- _BRIEF_
Render everything from the first line of the listing down to the line containing "[547,354,797,446]", both included, as a Markdown table with the columns Row and Listing line. Number each row and omit blank lines.

* START *

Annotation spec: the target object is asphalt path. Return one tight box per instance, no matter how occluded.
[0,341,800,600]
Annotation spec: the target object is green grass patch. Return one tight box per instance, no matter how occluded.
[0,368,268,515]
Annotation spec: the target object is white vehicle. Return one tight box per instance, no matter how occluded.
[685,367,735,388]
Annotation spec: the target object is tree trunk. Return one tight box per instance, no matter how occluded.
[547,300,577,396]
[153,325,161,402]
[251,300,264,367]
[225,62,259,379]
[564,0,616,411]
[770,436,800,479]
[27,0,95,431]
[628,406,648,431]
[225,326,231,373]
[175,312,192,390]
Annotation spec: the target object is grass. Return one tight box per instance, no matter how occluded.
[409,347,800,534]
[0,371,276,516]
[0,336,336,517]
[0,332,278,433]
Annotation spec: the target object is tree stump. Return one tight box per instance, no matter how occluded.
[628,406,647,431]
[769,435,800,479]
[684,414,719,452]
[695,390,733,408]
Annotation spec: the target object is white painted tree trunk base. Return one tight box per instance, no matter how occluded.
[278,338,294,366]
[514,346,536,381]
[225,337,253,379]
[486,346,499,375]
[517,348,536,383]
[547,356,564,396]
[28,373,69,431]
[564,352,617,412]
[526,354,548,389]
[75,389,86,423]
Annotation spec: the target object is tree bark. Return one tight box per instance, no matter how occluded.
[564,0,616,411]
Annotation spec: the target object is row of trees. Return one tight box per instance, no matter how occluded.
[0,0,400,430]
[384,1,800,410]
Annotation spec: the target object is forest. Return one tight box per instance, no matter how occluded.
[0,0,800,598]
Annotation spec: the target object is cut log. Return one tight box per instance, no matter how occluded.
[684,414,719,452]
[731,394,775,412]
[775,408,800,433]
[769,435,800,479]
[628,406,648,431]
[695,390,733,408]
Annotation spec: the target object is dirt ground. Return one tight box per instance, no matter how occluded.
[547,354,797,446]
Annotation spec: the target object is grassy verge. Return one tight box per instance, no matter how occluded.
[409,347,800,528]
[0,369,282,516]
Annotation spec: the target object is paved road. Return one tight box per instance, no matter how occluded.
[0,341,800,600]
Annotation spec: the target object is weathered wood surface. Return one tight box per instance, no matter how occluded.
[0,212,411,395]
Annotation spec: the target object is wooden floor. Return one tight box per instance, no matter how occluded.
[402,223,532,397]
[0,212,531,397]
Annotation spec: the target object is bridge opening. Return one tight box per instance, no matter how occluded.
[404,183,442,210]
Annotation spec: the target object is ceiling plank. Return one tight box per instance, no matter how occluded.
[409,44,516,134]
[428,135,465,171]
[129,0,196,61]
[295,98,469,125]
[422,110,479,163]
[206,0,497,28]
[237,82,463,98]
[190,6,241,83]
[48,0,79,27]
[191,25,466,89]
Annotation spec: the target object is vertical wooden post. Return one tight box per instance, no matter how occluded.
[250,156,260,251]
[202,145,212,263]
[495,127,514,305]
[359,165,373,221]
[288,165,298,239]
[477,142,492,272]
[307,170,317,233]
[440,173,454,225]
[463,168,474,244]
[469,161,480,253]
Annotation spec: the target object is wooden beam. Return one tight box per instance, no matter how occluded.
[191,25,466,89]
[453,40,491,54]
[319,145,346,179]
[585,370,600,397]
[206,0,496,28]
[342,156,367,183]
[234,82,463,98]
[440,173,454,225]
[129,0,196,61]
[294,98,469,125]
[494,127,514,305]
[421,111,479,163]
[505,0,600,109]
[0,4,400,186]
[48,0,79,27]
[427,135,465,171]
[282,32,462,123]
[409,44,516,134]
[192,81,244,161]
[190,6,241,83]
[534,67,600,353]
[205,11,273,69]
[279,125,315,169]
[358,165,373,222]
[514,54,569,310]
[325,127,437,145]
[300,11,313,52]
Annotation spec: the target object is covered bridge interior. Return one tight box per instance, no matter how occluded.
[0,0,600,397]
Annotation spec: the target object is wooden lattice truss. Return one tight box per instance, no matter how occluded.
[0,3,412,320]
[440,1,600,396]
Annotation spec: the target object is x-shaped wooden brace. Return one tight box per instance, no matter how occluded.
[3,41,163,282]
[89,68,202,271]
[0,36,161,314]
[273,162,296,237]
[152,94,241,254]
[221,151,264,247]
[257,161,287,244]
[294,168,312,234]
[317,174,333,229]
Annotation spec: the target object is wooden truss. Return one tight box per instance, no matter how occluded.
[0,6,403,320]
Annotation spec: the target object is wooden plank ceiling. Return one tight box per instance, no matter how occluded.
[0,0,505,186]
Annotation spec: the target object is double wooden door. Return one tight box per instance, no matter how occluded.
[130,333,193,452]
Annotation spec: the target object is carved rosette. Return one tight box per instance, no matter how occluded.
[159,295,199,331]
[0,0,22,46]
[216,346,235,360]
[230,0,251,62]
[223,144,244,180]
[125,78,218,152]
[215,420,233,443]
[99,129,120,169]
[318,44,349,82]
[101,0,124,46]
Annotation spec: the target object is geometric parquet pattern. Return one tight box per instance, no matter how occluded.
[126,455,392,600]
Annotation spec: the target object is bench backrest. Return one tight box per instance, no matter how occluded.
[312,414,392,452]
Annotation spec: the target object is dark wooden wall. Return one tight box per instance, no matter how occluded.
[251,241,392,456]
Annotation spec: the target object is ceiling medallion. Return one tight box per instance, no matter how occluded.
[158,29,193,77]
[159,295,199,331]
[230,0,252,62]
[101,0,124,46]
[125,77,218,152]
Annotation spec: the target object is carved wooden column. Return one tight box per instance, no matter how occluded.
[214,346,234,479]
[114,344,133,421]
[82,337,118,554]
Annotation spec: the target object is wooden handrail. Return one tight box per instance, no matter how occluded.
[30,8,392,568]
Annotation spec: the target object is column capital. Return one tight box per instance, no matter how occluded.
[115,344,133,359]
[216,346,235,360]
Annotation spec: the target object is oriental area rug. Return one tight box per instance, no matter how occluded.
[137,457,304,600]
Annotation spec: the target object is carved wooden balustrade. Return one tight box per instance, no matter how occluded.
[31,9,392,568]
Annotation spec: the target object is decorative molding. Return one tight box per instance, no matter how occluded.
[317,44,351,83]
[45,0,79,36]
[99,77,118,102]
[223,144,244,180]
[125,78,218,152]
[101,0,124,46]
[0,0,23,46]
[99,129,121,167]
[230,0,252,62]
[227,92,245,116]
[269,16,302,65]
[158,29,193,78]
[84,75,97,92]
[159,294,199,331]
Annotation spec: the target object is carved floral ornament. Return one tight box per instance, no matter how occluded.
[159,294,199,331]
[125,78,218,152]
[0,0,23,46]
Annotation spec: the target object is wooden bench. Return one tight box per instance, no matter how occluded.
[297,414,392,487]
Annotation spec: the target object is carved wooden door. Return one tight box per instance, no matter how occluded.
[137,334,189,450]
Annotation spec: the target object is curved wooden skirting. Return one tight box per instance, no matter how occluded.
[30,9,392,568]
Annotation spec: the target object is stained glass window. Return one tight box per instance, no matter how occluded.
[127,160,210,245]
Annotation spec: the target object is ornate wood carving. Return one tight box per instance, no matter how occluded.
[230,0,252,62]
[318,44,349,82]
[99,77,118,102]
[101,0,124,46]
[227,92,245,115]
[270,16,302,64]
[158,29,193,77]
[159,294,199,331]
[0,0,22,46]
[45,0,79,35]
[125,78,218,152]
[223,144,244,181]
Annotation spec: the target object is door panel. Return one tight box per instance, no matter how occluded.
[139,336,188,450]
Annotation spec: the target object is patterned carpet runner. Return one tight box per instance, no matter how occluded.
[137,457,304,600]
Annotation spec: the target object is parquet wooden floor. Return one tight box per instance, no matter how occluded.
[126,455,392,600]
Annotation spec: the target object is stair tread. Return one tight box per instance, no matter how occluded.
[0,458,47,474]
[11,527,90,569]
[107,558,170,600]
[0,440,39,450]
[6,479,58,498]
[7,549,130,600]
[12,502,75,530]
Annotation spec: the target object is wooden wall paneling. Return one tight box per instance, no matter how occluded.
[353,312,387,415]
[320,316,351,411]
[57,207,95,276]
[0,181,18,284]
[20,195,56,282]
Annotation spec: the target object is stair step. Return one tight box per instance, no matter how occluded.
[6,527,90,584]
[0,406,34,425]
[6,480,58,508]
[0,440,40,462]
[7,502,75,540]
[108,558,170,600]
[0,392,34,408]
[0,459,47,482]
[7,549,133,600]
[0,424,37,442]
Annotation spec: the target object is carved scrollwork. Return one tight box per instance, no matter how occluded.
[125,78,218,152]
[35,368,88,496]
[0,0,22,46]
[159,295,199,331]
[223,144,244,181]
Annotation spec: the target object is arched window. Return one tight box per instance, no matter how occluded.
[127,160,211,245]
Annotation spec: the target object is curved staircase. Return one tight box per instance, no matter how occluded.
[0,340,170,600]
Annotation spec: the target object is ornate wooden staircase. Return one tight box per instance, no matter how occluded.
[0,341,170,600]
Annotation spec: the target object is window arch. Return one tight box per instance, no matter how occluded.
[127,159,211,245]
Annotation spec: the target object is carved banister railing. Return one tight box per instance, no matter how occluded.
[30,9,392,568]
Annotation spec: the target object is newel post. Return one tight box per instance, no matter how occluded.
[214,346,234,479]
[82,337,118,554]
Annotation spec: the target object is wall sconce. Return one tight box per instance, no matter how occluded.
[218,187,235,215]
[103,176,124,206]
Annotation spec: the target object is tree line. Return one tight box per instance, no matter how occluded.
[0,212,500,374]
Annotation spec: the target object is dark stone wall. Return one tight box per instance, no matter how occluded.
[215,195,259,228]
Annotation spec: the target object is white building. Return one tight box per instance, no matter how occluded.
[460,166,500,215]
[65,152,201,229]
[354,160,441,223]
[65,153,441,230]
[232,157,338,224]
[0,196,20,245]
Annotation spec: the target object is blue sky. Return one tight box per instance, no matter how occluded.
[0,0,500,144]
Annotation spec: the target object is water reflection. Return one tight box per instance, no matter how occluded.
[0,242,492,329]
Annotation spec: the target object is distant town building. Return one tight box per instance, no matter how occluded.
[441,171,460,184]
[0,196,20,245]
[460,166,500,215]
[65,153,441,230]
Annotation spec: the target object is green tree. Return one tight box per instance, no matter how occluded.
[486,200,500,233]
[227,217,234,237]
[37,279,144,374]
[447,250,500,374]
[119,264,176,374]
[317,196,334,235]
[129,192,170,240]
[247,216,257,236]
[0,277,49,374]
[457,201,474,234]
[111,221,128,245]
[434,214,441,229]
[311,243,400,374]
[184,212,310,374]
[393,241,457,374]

* END *

- _FINAL RESULT_
| Row | Listing line |
|---|---|
| 1 | Annotation spec: the target object is asphalt path. Return one tight box per instance, no matter how occluded. |
| 2 | [0,341,800,600] |
| 3 | Annotation spec: the target object is green grass patch. Return one tight box per instance, no matter how occluded. |
| 4 | [0,368,268,515] |
| 5 | Annotation spec: the target object is white vehicle. Return one tight box per instance, no matter how occluded. |
| 6 | [685,367,735,388] |
| 7 | Annotation spec: the target object is tree trunk. Return one tight box per instance, no matter how occluded. |
| 8 | [547,300,577,396] |
| 9 | [153,325,161,402] |
| 10 | [251,300,264,367] |
| 11 | [225,62,259,379] |
| 12 | [564,0,616,411] |
| 13 | [770,436,800,479] |
| 14 | [27,0,95,431] |
| 15 | [628,406,648,431] |
| 16 | [225,326,231,373] |
| 17 | [175,312,192,390] |
| 18 | Annotation spec: the target object is grass. Return one tight box per instance, no matter how occluded. |
| 19 | [409,347,800,534] |
| 20 | [0,371,276,516] |
| 21 | [0,336,336,517] |
| 22 | [0,332,278,433] |
| 23 | Annotation spec: the target object is tree stump. Return one tight box per instance, no matter how occluded. |
| 24 | [628,406,647,431] |
| 25 | [769,435,800,479] |
| 26 | [684,414,719,452] |
| 27 | [695,390,733,408] |
| 28 | Annotation spec: the target object is white painted tree trunk base. Return one tight box per instance, no matter how occluded. |
| 29 | [278,338,294,366] |
| 30 | [514,346,536,381] |
| 31 | [225,337,253,379] |
| 32 | [486,346,499,375] |
| 33 | [517,348,536,383] |
| 34 | [547,356,564,396] |
| 35 | [28,373,69,431] |
| 36 | [564,352,617,412] |
| 37 | [526,354,548,389] |
| 38 | [75,389,86,423] |
| 39 | Annotation spec: the target object is tree bark. Return one tight box per instance, no matter how occluded. |
| 40 | [564,0,616,411] |
| 41 | Annotation spec: the target object is row of trees. Return one tight box per instance, no matter how occluded. |
| 42 | [0,0,400,430] |
| 43 | [384,1,800,410] |
| 44 | Annotation spec: the target object is forest. Return one tight box per instance, no matter how occluded. |
| 45 | [0,0,800,598] |
| 46 | Annotation spec: the target object is cut log. Return one tight box per instance, no matter how occluded. |
| 47 | [684,414,719,452] |
| 48 | [731,394,775,412] |
| 49 | [775,408,800,433] |
| 50 | [769,435,800,479] |
| 51 | [628,406,648,431] |
| 52 | [695,390,733,408] |
| 53 | Annotation spec: the target object is dirt ground. Return one tight box per instance, no matter how occluded. |
| 54 | [547,354,797,446] |